Required action:
Would you retype, word for word, the line with "If I wanted to draw a box around the fish" and every line after it through the end of the records below?

+++ Material supplied

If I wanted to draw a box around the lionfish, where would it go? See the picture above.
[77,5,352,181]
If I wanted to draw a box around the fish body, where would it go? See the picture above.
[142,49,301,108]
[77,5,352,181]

++++++

The answer:
If I wanted to draw a box around the fish body, where would it go? See the picture above.
[142,49,301,108]
[77,5,352,181]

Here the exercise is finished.